Reproduce, word for word, the part of the rows that opens with the line containing "of the window?" and closes with the line containing "POLYGON ((35 1, 37", keeping both of those lines.

**MATERIAL TO PROCESS:**
>> START

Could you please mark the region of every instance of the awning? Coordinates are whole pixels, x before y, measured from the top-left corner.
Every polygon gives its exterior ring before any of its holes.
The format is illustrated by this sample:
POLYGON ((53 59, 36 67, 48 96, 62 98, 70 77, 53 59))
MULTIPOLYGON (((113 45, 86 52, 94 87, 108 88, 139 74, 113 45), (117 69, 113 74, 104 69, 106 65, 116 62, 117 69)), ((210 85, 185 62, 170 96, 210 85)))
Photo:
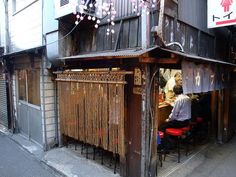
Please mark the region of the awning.
POLYGON ((0 56, 0 59, 1 58, 7 59, 7 58, 15 57, 18 55, 23 55, 23 54, 40 54, 40 53, 42 53, 42 49, 44 47, 45 46, 39 46, 39 47, 30 48, 30 49, 20 50, 17 52, 7 53, 7 54, 0 56))
POLYGON ((236 67, 236 64, 216 60, 212 58, 200 57, 179 51, 170 50, 160 46, 154 46, 148 49, 132 49, 120 51, 103 51, 95 53, 85 53, 69 57, 59 58, 60 60, 105 60, 105 59, 132 59, 139 58, 140 62, 162 63, 162 64, 181 64, 181 60, 191 60, 194 62, 218 63, 236 67), (174 55, 174 56, 173 56, 174 55))
POLYGON ((73 60, 73 59, 119 59, 119 58, 138 58, 144 56, 151 51, 156 50, 158 47, 151 47, 148 49, 132 49, 132 50, 120 50, 120 51, 102 51, 88 54, 80 54, 69 57, 59 58, 61 60, 73 60))
POLYGON ((195 61, 195 62, 216 63, 216 64, 218 63, 218 64, 236 67, 236 64, 234 64, 234 63, 229 63, 229 62, 225 62, 225 61, 221 61, 221 60, 216 60, 216 59, 212 59, 212 58, 206 58, 206 57, 201 57, 201 56, 197 56, 197 55, 187 54, 187 53, 183 53, 183 52, 179 52, 179 51, 175 51, 175 50, 170 50, 170 49, 166 49, 166 48, 158 48, 158 49, 163 52, 169 52, 174 55, 177 55, 185 60, 191 60, 191 61, 195 61))

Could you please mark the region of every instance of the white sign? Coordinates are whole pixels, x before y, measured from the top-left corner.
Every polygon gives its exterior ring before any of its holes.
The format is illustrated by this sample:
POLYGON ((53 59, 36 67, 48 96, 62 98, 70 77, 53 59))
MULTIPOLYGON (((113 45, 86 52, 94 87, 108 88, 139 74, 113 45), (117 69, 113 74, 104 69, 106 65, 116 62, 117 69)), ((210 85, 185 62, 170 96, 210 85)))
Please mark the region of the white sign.
POLYGON ((236 0, 208 0, 208 28, 236 24, 236 0))

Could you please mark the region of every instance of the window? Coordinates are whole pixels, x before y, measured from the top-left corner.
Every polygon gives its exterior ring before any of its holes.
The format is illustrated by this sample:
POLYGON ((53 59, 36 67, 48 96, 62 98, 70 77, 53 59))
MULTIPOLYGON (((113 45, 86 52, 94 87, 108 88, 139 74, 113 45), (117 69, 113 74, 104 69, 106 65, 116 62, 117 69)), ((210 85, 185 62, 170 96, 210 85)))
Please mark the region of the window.
POLYGON ((40 106, 39 70, 21 70, 18 72, 19 100, 40 106))
POLYGON ((35 1, 37 0, 12 0, 12 10, 13 12, 21 11, 35 1))

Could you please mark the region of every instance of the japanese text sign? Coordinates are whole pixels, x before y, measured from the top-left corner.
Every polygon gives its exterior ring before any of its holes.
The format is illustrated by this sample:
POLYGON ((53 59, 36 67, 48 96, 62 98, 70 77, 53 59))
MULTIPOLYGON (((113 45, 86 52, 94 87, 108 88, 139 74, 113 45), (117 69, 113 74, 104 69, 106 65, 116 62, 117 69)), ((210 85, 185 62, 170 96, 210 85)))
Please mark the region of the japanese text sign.
POLYGON ((236 0, 208 0, 208 28, 236 24, 236 0))

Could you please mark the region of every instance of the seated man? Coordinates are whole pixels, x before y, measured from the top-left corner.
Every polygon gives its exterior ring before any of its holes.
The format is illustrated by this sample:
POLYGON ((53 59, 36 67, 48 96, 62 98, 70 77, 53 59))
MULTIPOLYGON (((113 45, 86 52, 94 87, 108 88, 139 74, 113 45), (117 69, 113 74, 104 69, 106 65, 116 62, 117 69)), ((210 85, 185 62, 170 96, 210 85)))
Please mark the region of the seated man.
MULTIPOLYGON (((182 128, 188 125, 191 119, 191 99, 183 94, 181 85, 175 85, 173 91, 176 95, 176 100, 166 122, 160 126, 160 130, 165 132, 167 128, 182 128)), ((169 142, 165 138, 164 146, 169 142)))

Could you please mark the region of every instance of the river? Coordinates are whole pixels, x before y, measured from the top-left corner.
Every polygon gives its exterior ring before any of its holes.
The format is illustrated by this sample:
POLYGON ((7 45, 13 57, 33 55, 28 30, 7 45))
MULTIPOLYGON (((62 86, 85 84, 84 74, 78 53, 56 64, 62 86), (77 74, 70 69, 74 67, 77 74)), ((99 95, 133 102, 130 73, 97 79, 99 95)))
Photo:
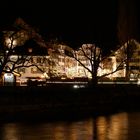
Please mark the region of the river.
POLYGON ((1 122, 1 140, 138 140, 140 112, 77 120, 1 122))

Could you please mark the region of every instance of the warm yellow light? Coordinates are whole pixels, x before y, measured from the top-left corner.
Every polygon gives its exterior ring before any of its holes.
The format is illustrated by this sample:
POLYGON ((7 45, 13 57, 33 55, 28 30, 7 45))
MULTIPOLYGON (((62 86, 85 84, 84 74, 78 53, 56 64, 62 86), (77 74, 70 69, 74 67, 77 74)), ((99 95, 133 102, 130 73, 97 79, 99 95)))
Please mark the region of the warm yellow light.
POLYGON ((17 45, 17 41, 16 40, 11 40, 10 38, 6 39, 6 46, 8 46, 9 48, 14 48, 17 45))

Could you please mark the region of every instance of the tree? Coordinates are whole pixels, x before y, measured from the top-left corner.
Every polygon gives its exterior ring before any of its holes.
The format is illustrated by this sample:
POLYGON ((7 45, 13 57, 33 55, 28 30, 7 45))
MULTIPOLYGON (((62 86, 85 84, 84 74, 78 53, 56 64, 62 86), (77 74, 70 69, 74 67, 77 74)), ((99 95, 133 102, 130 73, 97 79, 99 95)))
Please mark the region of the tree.
MULTIPOLYGON (((114 54, 114 52, 112 54, 114 54)), ((70 55, 91 74, 91 80, 89 82, 91 85, 97 85, 99 79, 124 69, 126 60, 126 58, 123 57, 115 69, 107 73, 99 74, 99 69, 103 69, 103 63, 108 56, 102 56, 102 50, 95 44, 84 44, 78 51, 72 50, 70 55)))

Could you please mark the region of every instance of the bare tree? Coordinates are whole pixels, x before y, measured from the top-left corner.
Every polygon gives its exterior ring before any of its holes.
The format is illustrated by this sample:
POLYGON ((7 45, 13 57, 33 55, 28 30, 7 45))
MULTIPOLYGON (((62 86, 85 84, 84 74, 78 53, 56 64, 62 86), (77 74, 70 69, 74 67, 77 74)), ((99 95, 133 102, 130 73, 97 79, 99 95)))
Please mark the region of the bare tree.
POLYGON ((102 56, 102 50, 95 44, 85 44, 78 51, 73 50, 71 56, 91 74, 91 85, 97 85, 99 79, 124 69, 126 61, 126 58, 123 57, 115 69, 99 75, 98 71, 103 69, 103 63, 108 56, 102 56), (85 63, 85 61, 87 62, 85 63))

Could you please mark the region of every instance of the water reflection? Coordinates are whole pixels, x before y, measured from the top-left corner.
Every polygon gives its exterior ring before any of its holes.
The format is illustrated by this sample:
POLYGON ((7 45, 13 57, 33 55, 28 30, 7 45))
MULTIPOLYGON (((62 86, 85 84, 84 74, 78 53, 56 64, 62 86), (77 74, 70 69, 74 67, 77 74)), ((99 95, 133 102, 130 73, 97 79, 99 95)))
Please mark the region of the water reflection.
MULTIPOLYGON (((128 133, 128 118, 128 113, 118 113, 79 121, 5 123, 0 125, 0 137, 1 140, 132 140, 128 137, 132 135, 128 133)), ((140 131, 140 123, 138 127, 140 131)))

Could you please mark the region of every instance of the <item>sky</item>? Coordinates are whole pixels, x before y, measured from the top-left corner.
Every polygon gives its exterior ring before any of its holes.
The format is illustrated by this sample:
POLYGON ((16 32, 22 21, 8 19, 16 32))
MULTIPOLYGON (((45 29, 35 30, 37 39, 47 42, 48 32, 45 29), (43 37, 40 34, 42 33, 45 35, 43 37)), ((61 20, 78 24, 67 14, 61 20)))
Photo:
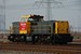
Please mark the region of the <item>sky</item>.
MULTIPOLYGON (((43 15, 46 19, 45 0, 5 0, 5 28, 18 22, 22 15, 43 15)), ((68 21, 75 29, 81 30, 81 0, 52 0, 52 18, 68 21)), ((2 2, 0 2, 2 3, 2 2)))

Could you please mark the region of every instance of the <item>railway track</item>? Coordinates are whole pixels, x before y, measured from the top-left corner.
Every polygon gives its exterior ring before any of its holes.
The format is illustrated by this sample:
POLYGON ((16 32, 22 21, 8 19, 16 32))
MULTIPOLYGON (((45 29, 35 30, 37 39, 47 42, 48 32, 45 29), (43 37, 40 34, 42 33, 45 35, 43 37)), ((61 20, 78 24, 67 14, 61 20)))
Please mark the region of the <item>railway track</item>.
POLYGON ((13 42, 0 42, 0 50, 12 50, 12 51, 32 51, 32 52, 52 52, 59 54, 81 54, 81 45, 76 44, 26 44, 26 43, 13 43, 13 42))

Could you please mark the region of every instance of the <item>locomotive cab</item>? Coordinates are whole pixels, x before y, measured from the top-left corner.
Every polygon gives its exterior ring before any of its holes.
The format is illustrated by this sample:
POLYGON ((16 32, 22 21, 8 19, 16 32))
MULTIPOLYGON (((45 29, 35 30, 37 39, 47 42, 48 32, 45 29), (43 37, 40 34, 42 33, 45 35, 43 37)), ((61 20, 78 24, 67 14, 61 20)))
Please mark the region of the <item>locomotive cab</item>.
POLYGON ((14 22, 9 40, 32 43, 67 43, 72 41, 67 21, 43 21, 40 15, 24 15, 14 22))

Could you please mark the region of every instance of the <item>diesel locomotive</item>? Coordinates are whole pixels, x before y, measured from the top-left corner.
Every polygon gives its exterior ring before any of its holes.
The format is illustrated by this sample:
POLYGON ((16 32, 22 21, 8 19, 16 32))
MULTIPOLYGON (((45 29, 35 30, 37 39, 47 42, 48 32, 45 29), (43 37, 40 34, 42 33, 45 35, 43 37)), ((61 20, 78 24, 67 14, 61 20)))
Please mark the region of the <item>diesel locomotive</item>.
POLYGON ((68 43, 72 41, 68 21, 44 21, 40 15, 24 15, 12 23, 8 39, 12 42, 68 43))

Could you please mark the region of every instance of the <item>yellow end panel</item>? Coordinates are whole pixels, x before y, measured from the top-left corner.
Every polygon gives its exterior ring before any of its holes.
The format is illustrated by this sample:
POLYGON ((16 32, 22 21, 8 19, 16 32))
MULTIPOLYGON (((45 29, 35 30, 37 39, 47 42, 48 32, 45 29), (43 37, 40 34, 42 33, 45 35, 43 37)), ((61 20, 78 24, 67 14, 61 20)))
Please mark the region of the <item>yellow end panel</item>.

>> END

**ANSWER TO THE TASK:**
Could you please mark the region of every instance of the window? Coordinates are whole pixels, x before y, measured from the top-left corner.
Every polygon gives its exterior ring before any of its holes.
The format is illustrated by this sample:
POLYGON ((53 59, 36 67, 48 96, 62 98, 70 77, 53 59))
MULTIPOLYGON (((113 45, 86 52, 94 87, 108 88, 139 74, 113 45), (117 69, 113 74, 104 69, 106 65, 116 62, 117 69)), ((210 85, 185 62, 170 96, 210 85)))
Please mark the region of the window.
POLYGON ((40 106, 39 70, 21 70, 18 72, 19 100, 40 106))
POLYGON ((35 1, 37 0, 12 0, 12 10, 13 12, 21 11, 35 1))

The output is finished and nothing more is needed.